→ **Objective**:
Pick out and copy every line in the entries below that contains the word "green". Letter case counts when matching.

(Location labeling records)
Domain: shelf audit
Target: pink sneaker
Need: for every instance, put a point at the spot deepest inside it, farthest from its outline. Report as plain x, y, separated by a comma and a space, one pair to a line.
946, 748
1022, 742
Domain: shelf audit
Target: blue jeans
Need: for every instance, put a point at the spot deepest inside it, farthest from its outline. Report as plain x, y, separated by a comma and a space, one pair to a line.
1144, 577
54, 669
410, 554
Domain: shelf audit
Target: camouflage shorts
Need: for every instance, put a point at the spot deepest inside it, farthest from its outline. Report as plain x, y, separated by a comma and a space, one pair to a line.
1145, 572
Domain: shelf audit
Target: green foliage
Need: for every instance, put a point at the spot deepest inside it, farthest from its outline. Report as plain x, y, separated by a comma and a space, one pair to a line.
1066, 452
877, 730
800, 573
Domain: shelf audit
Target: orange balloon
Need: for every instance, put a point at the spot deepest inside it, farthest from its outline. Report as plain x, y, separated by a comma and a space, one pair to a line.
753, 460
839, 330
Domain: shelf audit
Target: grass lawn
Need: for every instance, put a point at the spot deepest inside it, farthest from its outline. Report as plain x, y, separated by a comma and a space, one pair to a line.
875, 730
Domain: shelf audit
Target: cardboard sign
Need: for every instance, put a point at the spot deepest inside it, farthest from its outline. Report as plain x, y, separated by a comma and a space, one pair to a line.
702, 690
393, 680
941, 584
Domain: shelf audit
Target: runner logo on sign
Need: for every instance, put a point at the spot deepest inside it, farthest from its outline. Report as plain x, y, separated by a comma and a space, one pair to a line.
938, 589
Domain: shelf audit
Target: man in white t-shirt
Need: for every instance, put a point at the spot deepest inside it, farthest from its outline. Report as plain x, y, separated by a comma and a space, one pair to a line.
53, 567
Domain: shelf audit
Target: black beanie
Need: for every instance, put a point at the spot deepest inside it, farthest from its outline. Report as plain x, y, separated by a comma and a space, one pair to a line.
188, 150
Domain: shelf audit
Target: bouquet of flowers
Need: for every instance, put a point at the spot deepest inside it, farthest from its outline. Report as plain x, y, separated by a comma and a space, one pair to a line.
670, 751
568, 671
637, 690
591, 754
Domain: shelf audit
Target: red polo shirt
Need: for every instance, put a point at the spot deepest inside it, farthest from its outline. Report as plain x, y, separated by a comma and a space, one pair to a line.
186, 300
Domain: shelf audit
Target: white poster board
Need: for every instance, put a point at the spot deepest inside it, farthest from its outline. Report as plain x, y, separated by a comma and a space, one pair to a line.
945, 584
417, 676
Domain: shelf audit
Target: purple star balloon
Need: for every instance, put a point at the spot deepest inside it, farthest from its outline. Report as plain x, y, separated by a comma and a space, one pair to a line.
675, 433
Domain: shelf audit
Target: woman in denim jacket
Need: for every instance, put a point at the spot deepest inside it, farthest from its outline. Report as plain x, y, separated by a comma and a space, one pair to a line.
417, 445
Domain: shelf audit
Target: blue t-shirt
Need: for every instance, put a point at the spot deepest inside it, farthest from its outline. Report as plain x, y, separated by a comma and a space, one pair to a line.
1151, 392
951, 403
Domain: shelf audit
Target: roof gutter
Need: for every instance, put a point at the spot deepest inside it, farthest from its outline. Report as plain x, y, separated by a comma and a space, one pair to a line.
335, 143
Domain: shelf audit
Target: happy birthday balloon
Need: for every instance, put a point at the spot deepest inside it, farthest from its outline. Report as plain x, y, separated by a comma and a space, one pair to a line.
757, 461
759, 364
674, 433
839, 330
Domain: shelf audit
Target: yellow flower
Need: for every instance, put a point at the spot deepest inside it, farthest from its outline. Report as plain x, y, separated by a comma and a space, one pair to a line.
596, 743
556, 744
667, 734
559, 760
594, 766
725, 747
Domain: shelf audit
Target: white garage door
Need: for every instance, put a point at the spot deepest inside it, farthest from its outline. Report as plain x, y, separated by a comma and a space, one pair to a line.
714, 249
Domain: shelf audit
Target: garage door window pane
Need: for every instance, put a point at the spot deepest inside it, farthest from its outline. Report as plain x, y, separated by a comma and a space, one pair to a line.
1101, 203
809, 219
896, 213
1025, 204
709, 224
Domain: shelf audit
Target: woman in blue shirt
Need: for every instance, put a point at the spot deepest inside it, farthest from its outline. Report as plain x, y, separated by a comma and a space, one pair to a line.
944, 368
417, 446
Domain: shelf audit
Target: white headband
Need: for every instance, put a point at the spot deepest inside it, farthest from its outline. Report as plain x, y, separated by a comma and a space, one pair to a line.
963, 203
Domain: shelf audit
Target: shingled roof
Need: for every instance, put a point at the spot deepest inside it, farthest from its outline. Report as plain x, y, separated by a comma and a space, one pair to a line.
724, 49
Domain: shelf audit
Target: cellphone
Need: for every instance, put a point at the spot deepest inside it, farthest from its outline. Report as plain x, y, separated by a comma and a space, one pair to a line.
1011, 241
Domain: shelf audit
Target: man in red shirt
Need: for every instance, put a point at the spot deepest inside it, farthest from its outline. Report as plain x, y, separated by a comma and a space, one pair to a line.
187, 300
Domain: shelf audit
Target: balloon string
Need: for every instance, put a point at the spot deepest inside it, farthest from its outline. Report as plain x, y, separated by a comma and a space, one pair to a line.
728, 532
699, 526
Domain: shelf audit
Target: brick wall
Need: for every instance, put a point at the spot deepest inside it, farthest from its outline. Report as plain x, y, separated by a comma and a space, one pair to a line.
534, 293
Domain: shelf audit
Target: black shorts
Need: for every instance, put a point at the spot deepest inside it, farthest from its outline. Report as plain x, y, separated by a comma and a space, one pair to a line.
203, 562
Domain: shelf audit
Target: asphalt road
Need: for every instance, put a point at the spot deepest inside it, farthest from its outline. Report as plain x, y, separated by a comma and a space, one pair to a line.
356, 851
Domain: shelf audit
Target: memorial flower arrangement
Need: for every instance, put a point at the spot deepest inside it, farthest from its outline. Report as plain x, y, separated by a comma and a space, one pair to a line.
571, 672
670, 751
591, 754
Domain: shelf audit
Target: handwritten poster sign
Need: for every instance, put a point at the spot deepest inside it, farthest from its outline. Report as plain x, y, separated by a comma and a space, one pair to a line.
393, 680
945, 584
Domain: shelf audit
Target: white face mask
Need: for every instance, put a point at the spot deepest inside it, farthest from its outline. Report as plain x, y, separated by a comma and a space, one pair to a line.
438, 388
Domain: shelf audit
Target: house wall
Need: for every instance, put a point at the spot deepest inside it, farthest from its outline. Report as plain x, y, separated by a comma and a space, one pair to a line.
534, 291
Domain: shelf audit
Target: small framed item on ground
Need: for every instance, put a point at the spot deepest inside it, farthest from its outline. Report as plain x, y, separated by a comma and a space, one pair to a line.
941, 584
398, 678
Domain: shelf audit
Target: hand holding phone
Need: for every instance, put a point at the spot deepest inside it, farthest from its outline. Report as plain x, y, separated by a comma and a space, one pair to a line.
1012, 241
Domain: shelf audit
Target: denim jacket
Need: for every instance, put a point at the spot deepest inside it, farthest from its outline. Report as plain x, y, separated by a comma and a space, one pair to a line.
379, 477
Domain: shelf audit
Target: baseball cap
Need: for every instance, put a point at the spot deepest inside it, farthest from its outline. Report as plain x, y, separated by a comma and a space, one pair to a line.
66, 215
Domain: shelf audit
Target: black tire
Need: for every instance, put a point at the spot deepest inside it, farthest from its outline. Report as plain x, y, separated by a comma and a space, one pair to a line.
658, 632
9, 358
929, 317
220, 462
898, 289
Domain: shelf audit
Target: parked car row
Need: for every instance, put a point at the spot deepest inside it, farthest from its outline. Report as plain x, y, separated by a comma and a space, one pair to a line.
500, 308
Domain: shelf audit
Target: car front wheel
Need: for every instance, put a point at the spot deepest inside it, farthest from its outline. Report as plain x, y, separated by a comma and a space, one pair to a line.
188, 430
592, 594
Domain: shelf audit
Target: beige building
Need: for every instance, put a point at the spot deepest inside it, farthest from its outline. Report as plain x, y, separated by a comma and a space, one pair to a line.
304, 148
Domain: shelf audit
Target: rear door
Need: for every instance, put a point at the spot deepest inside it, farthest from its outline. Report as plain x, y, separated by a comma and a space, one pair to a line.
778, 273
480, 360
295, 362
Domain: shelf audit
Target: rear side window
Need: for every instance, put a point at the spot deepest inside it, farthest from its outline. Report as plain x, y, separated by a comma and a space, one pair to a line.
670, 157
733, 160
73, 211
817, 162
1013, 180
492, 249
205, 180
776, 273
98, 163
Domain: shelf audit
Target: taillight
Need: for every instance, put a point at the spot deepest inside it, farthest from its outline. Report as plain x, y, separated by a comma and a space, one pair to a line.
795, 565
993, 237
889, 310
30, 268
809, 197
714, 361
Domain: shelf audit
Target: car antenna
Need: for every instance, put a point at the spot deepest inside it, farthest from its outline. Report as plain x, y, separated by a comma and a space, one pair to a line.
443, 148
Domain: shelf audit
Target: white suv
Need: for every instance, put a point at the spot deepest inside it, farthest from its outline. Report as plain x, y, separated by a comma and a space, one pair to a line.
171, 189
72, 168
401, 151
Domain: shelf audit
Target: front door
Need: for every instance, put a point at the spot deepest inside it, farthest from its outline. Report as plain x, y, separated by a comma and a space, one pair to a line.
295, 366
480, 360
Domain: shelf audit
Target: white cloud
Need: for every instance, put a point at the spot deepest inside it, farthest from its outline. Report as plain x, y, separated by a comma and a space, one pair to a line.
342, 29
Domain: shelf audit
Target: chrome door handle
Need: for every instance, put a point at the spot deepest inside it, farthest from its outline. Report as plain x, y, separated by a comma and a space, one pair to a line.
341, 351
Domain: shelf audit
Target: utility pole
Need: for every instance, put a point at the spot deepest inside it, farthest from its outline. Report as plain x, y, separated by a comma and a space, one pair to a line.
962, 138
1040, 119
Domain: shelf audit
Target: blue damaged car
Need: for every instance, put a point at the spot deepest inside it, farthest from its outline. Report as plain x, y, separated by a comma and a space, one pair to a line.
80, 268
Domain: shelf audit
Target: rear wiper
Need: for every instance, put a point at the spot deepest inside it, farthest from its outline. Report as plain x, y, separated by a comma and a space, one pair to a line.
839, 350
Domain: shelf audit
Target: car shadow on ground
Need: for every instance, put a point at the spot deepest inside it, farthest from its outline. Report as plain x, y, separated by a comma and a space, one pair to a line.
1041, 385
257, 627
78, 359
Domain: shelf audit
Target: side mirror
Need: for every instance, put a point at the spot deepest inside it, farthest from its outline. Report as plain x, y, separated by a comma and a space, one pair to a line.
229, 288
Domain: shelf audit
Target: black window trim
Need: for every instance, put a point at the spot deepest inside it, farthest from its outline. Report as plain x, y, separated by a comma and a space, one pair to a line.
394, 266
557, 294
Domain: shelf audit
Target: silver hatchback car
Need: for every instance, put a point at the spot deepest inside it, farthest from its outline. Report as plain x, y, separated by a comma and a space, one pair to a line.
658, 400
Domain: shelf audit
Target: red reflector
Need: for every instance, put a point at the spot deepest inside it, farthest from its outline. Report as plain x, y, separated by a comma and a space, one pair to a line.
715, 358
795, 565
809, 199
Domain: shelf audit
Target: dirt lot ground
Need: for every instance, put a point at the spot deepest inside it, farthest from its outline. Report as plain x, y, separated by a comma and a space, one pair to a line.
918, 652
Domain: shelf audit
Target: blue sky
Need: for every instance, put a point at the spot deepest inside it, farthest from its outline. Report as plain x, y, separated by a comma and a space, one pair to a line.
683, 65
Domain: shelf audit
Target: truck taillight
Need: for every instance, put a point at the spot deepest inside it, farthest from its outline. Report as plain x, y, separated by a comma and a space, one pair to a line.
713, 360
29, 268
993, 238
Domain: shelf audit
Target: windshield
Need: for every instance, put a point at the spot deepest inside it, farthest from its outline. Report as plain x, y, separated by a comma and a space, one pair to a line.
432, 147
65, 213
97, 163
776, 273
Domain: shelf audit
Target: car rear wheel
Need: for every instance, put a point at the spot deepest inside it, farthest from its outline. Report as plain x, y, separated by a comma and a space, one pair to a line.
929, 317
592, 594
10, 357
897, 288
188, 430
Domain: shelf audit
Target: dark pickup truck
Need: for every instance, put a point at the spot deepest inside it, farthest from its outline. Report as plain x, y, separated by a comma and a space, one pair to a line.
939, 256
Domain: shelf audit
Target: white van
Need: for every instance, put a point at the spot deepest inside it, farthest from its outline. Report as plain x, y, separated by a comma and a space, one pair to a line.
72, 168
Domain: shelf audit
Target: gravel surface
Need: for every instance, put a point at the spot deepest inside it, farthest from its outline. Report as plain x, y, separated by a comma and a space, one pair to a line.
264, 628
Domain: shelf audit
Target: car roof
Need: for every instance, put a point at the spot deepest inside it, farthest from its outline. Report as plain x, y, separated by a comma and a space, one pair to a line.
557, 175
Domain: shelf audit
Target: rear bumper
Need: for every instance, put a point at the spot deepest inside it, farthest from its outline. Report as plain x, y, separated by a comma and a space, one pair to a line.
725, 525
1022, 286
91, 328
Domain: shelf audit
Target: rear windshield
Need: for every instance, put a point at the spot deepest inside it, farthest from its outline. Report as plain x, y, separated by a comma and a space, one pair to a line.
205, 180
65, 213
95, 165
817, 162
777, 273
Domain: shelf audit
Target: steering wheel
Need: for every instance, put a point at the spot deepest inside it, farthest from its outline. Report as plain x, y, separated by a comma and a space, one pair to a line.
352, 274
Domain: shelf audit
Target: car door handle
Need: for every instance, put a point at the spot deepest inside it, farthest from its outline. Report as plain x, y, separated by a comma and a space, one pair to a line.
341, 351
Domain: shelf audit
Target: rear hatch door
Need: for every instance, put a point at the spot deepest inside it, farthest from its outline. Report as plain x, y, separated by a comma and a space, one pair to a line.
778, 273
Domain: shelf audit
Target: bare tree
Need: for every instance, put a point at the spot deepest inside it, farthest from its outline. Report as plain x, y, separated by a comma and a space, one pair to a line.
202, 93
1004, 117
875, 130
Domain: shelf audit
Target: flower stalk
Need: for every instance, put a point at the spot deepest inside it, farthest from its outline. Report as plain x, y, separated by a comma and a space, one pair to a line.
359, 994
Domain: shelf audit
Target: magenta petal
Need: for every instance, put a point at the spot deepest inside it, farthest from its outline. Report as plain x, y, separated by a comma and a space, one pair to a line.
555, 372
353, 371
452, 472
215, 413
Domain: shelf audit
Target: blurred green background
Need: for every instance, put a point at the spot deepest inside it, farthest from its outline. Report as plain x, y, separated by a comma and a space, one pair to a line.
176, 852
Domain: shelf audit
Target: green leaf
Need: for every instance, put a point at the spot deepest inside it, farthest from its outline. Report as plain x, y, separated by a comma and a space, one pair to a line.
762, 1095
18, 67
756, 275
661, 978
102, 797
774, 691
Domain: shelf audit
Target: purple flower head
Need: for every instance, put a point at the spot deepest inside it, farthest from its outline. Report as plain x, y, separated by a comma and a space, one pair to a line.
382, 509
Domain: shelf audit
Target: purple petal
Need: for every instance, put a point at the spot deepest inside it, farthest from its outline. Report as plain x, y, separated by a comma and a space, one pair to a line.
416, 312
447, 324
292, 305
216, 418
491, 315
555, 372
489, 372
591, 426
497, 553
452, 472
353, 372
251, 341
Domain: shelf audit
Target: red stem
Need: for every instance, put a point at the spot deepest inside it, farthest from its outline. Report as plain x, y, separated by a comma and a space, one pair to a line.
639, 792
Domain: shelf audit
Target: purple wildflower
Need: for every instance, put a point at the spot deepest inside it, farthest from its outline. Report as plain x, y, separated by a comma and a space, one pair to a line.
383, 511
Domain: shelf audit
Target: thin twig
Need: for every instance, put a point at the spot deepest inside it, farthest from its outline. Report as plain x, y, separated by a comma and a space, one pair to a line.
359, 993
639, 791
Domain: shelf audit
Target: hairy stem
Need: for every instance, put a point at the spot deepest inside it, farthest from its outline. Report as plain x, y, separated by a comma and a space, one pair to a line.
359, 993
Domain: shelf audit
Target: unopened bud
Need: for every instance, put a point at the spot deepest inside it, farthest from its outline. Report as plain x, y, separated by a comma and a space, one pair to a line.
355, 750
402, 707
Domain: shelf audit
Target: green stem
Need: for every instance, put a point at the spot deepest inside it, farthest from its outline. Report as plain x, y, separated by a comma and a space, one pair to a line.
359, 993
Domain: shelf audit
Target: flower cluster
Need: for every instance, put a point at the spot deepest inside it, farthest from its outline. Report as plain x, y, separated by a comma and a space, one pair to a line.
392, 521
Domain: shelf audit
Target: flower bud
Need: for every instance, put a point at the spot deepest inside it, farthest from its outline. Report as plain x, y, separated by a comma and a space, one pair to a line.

→ **Written solution**:
Target: green foliage
Target: blurred green background
Target: green leaf
Target: green stem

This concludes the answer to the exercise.